-------- SOURCE DOCUMENT

2. The polymeric woven bag of claim 1 wherein, each of the adhesive
layer and the further adhesive layer comprises a solvent based
adhesive.
3. The polymeric woven bag of claim 1 wherein, each of the adhesive
layer and the further adhesive layer comprises a liquid state,
acrylated epoxy based adhesive soluble in an air dryable
solvent.
4. The polymeric woven bag of claim 1 wherein the heat activated
adhesive layers extend in an area across the bag and the layers
have respective widths ranging from 1/2 inch to 6 inches.
5. The polymeric woven bag of claim 1 wherein, the first adhesive
layer and the second adhesive layer comprise adhesive materials
solidified after their application to the portion of the first
panel and the portion of the second panel, respectively.
6. The polymeric woven bag of claim 1 wherein, the adhesive layer
and the further adhesive layer are the same material.
7. The polymeric woven bag of claim 1 wherein the portion on the
second panel comprises a sealing flap portion and the further
adhesive layer is on the sealing flap portion.
8. The polymeric woven bag of claim 1 wherein the bag is foldable
to fold the portion of the first panel on itself, and wherein the
sealing flap portion is foldable toward the first panel to hold the
bag folded by contact between the adhesive layer and the further
adhesive layer.
9. The polymeric woven bag of claim 8 wherein, the adhesive layer
and the further adhesive layer are on opposite panels of the
bag.

----------------

_SET PROBLEM 1:_ Pick out every line of the records that contains the string "fence", and copy each one in full. Case counts.

-------- RECORD EXTRACTS

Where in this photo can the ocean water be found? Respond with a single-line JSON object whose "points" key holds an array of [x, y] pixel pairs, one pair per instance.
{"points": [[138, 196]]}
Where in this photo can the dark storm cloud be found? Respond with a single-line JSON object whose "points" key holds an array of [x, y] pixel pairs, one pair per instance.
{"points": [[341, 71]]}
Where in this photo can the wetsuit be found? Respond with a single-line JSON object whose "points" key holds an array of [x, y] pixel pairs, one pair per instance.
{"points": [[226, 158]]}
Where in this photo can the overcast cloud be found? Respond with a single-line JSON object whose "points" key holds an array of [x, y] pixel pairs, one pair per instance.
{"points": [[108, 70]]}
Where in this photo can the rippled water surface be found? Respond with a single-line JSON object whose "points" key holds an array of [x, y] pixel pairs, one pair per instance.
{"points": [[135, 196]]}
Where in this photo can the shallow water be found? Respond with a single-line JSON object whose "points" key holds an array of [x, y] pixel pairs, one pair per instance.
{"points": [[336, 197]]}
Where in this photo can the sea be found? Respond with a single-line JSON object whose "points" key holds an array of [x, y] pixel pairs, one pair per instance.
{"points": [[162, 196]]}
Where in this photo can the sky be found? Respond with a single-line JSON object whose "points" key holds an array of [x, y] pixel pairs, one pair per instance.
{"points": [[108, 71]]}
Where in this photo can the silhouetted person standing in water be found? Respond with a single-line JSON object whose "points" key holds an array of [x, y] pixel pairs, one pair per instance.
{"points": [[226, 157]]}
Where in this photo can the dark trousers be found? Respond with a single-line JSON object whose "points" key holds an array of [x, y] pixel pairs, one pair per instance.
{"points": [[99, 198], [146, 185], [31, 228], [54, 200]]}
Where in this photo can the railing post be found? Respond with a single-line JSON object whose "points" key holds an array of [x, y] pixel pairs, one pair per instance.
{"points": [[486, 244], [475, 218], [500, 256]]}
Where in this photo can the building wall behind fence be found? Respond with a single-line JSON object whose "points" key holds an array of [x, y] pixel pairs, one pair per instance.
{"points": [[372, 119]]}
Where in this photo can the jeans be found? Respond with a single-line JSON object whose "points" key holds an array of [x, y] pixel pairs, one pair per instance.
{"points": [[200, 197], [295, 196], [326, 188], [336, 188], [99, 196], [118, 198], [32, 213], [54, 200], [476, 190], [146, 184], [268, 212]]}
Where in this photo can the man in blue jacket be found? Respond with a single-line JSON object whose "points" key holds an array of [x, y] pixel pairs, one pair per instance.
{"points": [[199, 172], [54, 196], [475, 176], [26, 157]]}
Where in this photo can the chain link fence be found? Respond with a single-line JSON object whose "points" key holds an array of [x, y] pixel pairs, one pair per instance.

----------------

_SET PROBLEM 2:_ Write out the complete text of the woven bag claims, word for word.

_RESULT 1:_
Where in this photo can the building wall behind fence be found? Respond with a single-line JSON object whose "points" key holds an array of [x, y] pixel pairs, one pair per instance.
Where in this photo can the chain link fence be found? Respond with a single-line JSON object whose "points" key holds an array of [x, y] pixel pairs, one pair per instance.

_RESULT 2:_
2. The polymeric woven bag of claim 1 wherein, each of the adhesive
layer and the further adhesive layer comprises a solvent based
adhesive.
3. The polymeric woven bag of claim 1 wherein, each of the adhesive
layer and the further adhesive layer comprises a liquid state,
acrylated epoxy based adhesive soluble in an air dryable
solvent.
4. The polymeric woven bag of claim 1 wherein the heat activated
adhesive layers extend in an area across the bag and the layers
have respective widths ranging from 1/2 inch to 6 inches.
5. The polymeric woven bag of claim 1 wherein, the first adhesive
layer and the second adhesive layer comprise adhesive materials
solidified after their application to the portion of the first
panel and the portion of the second panel, respectively.
6. The polymeric woven bag of claim 1 wherein, the adhesive layer
and the further adhesive layer are the same material.
7. The polymeric woven bag of claim 1 wherein the portion on the
second panel comprises a sealing flap portion and the further
adhesive layer is on the sealing flap portion.
8. The polymeric woven bag of claim 1 wherein the bag is foldable
to fold the portion of the first panel on itself, and wherein the
sealing flap portion is foldable toward the first panel to hold the
bag folded by contact between the adhesive layer and the further
adhesive layer.
9. The polymeric woven bag of claim 8 wherein, the adhesive layer
and the further adhesive layer are on opposite panels of the
bag.